Records of labeled points:
*****

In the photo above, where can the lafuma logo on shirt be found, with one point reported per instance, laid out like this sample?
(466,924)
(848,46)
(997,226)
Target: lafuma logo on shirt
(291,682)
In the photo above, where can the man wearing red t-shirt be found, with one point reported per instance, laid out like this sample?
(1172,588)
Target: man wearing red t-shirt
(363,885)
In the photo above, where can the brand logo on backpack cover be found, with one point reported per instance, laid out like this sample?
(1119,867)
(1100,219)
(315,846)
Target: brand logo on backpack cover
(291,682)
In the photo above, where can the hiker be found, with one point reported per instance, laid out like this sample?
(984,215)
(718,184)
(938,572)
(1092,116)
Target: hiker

*****

- [EXERCISE TASK] Please scale the coordinates in the answers by rewriting every line of the records in full, multiplying each answer coordinate by 0.4 and rounding to a whole number, with halves rounded up.

- [FINAL RESULT]
In the photo above, where can the lafuma logo on shirt be found, with one point reported per instance, laid out like this sample?
(466,924)
(848,46)
(997,226)
Target: lafuma logo on shirt
(116,273)
In the photo above, where can the man wearing red t-shirt be found, with one point reported per instance, laid out like this sample?
(1172,588)
Target: man wearing red t-shirt
(145,354)
In the photo above, where can the brand logo on backpack cover be found, with one point reported per instance, laid out like this sample?
(1119,867)
(1100,219)
(315,846)
Target: brand logo on backpack cover
(116,273)
In the photo above, where can the hiker be found, with one point reported per instance, laid out like this sample?
(984,215)
(718,184)
(938,572)
(1092,116)
Target: hiker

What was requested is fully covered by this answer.